» **Stated exercise**: Copy everything from the start of the entries down to and including the line that contains "x=431 y=224", swapping "carved pediment" for "stone pediment" and keeping all else the same.

(Location identification items)

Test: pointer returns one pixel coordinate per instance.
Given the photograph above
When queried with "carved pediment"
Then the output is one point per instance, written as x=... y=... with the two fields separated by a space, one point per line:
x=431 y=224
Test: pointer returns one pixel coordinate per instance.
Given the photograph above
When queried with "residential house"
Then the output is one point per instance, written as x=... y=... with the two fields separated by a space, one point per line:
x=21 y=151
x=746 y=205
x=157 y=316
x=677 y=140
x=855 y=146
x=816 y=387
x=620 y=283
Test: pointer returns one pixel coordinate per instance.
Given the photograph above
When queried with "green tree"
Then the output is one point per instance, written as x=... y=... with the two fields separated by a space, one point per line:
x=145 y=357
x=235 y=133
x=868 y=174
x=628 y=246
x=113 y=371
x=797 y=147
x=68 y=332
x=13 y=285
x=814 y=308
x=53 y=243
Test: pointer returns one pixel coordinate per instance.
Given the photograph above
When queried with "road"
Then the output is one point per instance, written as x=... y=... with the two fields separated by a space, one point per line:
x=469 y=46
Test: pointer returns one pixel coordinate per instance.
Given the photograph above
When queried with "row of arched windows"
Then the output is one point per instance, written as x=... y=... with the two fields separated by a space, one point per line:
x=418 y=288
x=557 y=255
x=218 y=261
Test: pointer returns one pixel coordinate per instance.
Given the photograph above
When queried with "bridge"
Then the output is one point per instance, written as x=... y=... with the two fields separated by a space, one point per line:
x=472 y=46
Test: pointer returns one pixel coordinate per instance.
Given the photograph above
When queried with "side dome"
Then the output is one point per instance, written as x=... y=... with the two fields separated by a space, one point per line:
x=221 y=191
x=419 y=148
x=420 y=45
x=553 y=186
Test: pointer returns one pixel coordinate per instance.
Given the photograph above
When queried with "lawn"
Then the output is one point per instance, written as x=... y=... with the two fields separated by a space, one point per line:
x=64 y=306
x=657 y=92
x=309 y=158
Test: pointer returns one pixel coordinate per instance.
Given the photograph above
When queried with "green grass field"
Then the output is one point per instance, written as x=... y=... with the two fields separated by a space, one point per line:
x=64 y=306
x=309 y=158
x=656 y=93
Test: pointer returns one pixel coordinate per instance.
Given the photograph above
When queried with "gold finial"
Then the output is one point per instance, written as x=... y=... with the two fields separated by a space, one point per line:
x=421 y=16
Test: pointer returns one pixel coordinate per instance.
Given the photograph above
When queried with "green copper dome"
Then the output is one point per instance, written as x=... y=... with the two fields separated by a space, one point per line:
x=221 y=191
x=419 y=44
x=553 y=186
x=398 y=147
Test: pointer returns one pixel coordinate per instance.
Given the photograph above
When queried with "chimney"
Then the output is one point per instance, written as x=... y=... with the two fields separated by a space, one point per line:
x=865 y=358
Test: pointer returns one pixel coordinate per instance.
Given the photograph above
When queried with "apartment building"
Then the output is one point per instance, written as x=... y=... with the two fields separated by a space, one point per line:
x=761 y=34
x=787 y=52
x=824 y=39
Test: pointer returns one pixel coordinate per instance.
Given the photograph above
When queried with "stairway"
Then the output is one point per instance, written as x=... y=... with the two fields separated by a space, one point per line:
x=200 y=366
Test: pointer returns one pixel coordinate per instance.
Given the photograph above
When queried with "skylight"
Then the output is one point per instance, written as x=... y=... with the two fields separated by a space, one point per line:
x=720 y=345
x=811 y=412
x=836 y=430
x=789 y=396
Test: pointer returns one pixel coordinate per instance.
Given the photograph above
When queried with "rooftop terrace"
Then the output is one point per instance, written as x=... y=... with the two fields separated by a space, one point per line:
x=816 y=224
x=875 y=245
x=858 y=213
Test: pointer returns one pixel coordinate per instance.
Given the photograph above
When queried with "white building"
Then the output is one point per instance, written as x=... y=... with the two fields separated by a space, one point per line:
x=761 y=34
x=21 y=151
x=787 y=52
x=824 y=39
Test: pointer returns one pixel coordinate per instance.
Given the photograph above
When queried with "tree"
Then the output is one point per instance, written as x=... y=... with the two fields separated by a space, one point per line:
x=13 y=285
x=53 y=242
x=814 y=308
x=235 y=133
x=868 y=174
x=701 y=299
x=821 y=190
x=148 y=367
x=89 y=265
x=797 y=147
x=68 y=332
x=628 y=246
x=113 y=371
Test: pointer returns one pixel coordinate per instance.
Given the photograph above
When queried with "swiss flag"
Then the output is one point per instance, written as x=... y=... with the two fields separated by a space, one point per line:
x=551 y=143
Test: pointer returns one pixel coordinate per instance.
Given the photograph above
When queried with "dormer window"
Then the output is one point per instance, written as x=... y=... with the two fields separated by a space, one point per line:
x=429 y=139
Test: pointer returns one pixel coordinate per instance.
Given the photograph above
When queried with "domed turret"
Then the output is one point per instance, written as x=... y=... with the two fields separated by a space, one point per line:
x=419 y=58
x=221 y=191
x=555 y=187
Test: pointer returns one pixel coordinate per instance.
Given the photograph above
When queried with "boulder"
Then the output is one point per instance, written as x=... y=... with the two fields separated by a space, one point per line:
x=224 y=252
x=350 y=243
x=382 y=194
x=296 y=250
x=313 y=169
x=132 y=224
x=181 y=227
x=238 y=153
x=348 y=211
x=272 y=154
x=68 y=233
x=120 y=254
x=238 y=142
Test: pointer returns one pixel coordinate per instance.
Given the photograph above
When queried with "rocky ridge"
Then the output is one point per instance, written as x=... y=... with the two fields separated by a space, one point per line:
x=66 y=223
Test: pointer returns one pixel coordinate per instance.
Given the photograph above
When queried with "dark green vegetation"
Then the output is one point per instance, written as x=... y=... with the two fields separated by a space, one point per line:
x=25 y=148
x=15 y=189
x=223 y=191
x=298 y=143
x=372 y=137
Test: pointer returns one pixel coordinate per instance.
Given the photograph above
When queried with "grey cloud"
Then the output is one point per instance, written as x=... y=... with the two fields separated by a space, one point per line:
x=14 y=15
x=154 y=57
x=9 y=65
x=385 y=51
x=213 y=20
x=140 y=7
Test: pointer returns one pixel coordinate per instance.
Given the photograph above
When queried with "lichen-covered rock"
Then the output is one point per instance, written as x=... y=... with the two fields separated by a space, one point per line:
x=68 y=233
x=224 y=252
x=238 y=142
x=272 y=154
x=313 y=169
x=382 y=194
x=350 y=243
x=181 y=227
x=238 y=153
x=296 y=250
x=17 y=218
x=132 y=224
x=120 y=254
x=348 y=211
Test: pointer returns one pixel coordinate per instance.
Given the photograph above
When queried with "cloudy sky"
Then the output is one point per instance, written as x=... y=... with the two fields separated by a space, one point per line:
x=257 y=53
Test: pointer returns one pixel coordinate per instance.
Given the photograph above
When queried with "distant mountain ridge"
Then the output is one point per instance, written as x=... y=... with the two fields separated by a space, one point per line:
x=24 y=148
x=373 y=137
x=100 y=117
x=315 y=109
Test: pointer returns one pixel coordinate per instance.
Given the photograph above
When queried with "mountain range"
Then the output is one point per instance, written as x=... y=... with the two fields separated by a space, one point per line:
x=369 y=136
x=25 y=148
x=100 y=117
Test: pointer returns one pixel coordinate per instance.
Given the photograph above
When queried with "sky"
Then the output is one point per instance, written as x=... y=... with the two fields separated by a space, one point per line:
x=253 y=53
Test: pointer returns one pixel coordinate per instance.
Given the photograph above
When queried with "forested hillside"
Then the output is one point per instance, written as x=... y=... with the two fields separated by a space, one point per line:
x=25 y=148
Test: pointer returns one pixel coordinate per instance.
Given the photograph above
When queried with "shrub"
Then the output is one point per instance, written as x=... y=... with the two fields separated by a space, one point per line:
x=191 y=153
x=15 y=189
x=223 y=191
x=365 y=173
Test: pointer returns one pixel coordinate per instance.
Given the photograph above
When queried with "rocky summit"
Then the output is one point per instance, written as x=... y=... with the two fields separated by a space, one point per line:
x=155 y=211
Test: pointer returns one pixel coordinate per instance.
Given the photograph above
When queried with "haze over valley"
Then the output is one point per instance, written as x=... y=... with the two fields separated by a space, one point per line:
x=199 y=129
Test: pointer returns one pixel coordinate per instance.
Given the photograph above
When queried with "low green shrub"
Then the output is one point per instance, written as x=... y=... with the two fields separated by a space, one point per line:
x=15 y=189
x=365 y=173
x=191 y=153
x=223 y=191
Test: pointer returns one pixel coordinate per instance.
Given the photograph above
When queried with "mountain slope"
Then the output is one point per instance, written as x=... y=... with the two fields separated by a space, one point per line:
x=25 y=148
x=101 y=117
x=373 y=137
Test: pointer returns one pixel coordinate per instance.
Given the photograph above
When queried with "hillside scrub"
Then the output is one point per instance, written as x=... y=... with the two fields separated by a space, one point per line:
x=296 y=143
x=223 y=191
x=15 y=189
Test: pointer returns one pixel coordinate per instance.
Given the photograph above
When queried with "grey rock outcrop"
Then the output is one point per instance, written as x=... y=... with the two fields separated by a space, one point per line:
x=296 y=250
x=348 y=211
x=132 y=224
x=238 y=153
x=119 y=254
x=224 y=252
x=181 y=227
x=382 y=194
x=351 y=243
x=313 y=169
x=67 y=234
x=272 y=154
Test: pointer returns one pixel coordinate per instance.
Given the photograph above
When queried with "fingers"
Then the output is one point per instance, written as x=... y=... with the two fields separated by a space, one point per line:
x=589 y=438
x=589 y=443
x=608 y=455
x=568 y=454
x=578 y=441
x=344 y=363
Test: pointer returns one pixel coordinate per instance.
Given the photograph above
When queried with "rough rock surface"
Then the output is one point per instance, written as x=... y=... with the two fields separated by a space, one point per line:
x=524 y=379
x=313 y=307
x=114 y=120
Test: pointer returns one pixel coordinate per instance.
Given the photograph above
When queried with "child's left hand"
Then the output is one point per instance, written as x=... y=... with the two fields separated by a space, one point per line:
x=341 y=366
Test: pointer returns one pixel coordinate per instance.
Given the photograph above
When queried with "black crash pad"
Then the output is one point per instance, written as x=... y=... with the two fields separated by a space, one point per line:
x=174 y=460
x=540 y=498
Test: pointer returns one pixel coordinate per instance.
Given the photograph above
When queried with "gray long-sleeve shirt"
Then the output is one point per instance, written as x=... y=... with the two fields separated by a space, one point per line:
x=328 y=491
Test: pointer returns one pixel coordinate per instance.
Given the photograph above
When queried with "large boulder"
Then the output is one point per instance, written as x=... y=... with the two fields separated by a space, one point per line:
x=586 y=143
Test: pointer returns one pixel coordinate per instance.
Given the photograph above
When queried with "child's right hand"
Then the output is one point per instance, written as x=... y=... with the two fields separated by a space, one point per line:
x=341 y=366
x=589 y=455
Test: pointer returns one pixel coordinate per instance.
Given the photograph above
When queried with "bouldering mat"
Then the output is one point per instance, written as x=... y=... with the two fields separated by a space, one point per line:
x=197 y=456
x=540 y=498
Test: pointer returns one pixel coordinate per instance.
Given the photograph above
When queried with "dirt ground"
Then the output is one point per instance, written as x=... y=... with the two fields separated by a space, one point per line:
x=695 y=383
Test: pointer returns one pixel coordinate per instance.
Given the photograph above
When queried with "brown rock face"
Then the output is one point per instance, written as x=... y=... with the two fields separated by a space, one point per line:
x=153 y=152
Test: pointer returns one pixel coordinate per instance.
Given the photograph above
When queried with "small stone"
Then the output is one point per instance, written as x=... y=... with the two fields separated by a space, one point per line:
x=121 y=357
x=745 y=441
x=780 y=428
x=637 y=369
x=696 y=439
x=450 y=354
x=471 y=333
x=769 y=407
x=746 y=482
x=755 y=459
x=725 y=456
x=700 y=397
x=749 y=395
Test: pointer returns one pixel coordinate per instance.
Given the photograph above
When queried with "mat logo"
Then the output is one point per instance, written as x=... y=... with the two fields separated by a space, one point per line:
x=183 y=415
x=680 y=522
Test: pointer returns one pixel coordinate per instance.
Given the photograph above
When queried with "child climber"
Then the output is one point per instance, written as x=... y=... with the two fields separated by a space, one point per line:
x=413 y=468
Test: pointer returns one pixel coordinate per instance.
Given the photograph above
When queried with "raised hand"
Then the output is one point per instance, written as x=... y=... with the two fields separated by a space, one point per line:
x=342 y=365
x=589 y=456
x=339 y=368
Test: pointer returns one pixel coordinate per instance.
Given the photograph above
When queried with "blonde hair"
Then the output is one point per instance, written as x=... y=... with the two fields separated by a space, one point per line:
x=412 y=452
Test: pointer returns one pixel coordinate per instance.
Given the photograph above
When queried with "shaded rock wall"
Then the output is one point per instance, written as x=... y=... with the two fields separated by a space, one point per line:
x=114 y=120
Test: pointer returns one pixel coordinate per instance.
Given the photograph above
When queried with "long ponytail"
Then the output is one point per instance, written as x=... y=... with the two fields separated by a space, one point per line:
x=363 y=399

» **The output**:
Test: pointer returns one pixel coordinate per instance.
Given the photograph above
When queried with "stone pediment"
Then the output is one point per instance, written as x=... y=... with the two fields separated by a space, one point per line:
x=431 y=224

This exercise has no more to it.